課題 1: サマーキャンプの体験記で、参加学生の出身国として名前が挙がっている国をすべて書き出せ。
課題 2:
サマーキャンプの体験記をもとに、次の問いに答えよ。
(a) キャンプの対象はどの学年の学生か。
(b) 世界各国から集まった学生はおよそ何人か。
(c) キャンプのプログラムは主に何日間にわたって行われたか。

出典:
* * * * * * *

2020年香港科技大学工学院 Computer Science and Engineering 専攻に秋入学した学生、執行 健人さんに協力してもらって、2018年Summer Campに参加したときの体験をシェアしてもらいます。

HKUST SENG Summer Camp 2018 Report

by 執行 健人

香港科技大学工学院 (HKUST School of Engineering)のサマーキャンプに参加してきました. 1週間で様々な活動を通し,大学のことをよく知ることができるプログラムです.対象は学部の3年生と修士課程1年生の学生で,世界各国から70人ほどの学生が集まりました.今年は中国とインドの学生が多く,他にカナダ,フランス,イギリス,フィリピン,韓国など様々な国の学生が参加し,香港科技大での生活を体験して交流を深めました.

2018年度のサマーキャンプは7月15日(土)~7月21日(日)にかけて開催されました.初日と最終日は到着・帰国のために費やされるため,キャンプのプログラムは主に間の5日間に渡って行われました.キャンパスツアーや先生によるアカデミックトークなど大学内の活動だけではなく,香港トップクラスの研究所に訪問したり,人気の観光スポットへ行ったりなど大学外でのプログラムもありました.香港科技大と香港への理解を深めることができた非常に有意義なキャンプでした.

* * * * * * *

提示資料:
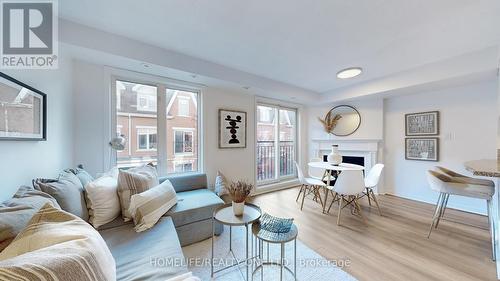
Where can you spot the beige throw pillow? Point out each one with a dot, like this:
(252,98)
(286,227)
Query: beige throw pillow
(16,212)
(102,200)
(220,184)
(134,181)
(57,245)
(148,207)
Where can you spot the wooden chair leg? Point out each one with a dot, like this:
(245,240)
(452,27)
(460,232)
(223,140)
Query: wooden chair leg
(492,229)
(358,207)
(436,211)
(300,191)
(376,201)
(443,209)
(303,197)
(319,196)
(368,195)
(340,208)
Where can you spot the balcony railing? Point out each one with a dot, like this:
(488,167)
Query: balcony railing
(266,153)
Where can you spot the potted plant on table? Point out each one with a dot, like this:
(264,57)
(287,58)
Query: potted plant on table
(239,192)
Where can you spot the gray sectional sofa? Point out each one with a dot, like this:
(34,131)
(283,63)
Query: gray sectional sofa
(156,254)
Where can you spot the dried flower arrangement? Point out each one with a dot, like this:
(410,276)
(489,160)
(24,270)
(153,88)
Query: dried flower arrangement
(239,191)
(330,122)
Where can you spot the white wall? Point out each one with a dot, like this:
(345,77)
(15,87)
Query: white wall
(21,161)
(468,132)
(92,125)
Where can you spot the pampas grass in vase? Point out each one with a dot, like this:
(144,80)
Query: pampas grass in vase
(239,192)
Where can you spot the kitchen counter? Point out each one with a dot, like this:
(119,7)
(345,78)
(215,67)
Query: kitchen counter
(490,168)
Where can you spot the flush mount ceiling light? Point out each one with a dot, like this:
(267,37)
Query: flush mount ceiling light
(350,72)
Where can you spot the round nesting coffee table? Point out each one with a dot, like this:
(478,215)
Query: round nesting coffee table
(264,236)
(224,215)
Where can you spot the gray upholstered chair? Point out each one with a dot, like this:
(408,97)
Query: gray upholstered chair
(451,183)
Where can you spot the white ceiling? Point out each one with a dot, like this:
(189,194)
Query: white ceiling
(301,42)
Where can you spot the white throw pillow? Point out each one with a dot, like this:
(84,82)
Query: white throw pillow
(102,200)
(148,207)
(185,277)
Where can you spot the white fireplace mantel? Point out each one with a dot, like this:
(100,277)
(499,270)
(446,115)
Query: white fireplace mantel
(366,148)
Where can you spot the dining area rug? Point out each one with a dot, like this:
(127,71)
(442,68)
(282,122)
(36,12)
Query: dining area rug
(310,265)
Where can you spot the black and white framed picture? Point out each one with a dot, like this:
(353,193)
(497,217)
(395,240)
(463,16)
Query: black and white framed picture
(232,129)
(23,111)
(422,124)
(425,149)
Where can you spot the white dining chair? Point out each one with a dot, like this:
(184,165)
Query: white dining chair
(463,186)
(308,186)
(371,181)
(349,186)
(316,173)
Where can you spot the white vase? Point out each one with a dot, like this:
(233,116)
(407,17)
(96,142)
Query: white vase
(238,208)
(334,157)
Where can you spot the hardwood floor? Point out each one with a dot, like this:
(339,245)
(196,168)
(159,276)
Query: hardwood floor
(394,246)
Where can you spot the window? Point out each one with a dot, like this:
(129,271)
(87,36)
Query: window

* * * * * * *

解答 1: 中国、インド、カナダ、フランス、イギリス、フィリピン、韓国

解答 2:
(a) 学部の3年生と修士課程1年生
(b) 70人ほど
(c) 5日間